> _TASK TO CARRY OUT_
Copy the data that follows, exactly and completely.

> _DATASET RECORDS_
++++++++++++++++++++

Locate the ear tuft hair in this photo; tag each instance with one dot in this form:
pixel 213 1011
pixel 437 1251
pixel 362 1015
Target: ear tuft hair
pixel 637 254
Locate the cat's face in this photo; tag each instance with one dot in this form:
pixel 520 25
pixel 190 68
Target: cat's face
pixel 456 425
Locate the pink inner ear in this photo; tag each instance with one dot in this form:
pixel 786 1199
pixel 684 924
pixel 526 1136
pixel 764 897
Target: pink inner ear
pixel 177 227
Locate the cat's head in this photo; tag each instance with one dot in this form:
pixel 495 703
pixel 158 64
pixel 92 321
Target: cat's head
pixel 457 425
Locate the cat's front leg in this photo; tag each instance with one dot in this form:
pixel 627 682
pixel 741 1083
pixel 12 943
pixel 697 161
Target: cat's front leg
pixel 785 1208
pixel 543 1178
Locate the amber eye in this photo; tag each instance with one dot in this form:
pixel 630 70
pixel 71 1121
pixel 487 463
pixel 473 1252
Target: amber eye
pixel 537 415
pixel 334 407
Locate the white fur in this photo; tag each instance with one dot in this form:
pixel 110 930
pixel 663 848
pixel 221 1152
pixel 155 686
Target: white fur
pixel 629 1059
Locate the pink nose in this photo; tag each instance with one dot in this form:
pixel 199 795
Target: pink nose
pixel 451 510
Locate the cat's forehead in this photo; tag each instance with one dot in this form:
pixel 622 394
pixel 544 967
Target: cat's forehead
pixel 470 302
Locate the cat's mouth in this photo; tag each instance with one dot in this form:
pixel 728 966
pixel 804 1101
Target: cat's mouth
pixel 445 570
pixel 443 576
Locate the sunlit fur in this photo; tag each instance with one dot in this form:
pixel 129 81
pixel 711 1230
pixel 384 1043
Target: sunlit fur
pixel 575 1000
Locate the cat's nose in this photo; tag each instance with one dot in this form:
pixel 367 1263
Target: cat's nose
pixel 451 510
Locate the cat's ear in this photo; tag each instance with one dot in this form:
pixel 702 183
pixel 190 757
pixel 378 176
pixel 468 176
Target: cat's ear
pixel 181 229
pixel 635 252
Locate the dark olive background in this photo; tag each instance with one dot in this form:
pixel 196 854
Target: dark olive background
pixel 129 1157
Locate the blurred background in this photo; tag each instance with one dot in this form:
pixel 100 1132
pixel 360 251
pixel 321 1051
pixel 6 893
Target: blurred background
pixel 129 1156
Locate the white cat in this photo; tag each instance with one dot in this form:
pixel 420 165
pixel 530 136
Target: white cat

++++++++++++++++++++

> _OUTPUT BELOW_
Locate the ear tuft hair in this photo; tag each instance with one dot in this form:
pixel 213 1011
pixel 437 1251
pixel 362 1015
Target: ear tuft hair
pixel 637 254
Locate the cat's face in this photo; tag each instance with one dot in this form:
pixel 520 25
pixel 190 68
Target: cat's face
pixel 456 425
Locate the pink inner ear in this photo; tag each instance with one dot in this form:
pixel 786 1199
pixel 684 924
pixel 526 1136
pixel 764 897
Target: pink inner ear
pixel 177 227
Locate the cat's head in this photo; tag each instance with one dot in this form:
pixel 495 703
pixel 158 64
pixel 92 321
Target: cat's head
pixel 457 425
Locate the cat's front leg in this photo; tag each instance with one dot in this form:
pixel 627 682
pixel 741 1083
pixel 12 943
pixel 697 161
Target: cat's front leg
pixel 785 1208
pixel 543 1178
Locate the amber eye in this photo; tag each instance with one dot in this form:
pixel 630 70
pixel 71 1121
pixel 487 463
pixel 473 1252
Target: amber eye
pixel 537 415
pixel 334 407
Locate the white fur in this photo; tag each instance with one dot in this form:
pixel 110 930
pixel 663 848
pixel 221 1152
pixel 155 686
Target: white fur
pixel 629 1059
Locate the pink nose in this photo; tag each instance with one dot in this form:
pixel 199 795
Target: pink nose
pixel 451 510
Locate the cat's forehead in this photo; tag each instance with one dot in this form:
pixel 622 394
pixel 544 967
Target: cat's forehead
pixel 470 302
Locate the cat's mouth in this photo; tag each instance with one dot in this form:
pixel 728 966
pixel 804 1101
Target: cat's mouth
pixel 445 570
pixel 443 576
Locate the sunlit fur in this photo; tag each instance with one dot in this form:
pixel 129 81
pixel 711 1230
pixel 384 1043
Target: sunlit fur
pixel 575 1000
Locate the cat's nose in this photo; tag each instance with one dot in this form:
pixel 367 1263
Target: cat's nose
pixel 451 510
Locate the cat's ear in this photo; tag each instance with one dot in this form:
pixel 702 183
pixel 190 757
pixel 378 176
pixel 468 176
Target: cat's ear
pixel 181 229
pixel 635 252
Locate the dark olive background in this photo; tag each instance with one dot in this form:
pixel 196 854
Target: dark olive background
pixel 129 1157
Locate the blurred background in this photo; tag each instance with one dot in this form:
pixel 100 1132
pixel 360 251
pixel 321 1051
pixel 6 893
Target: blurred background
pixel 129 1156
Locate the white cat in this photo; tag each instance with one dot in this form:
pixel 420 165
pixel 530 136
Target: white cat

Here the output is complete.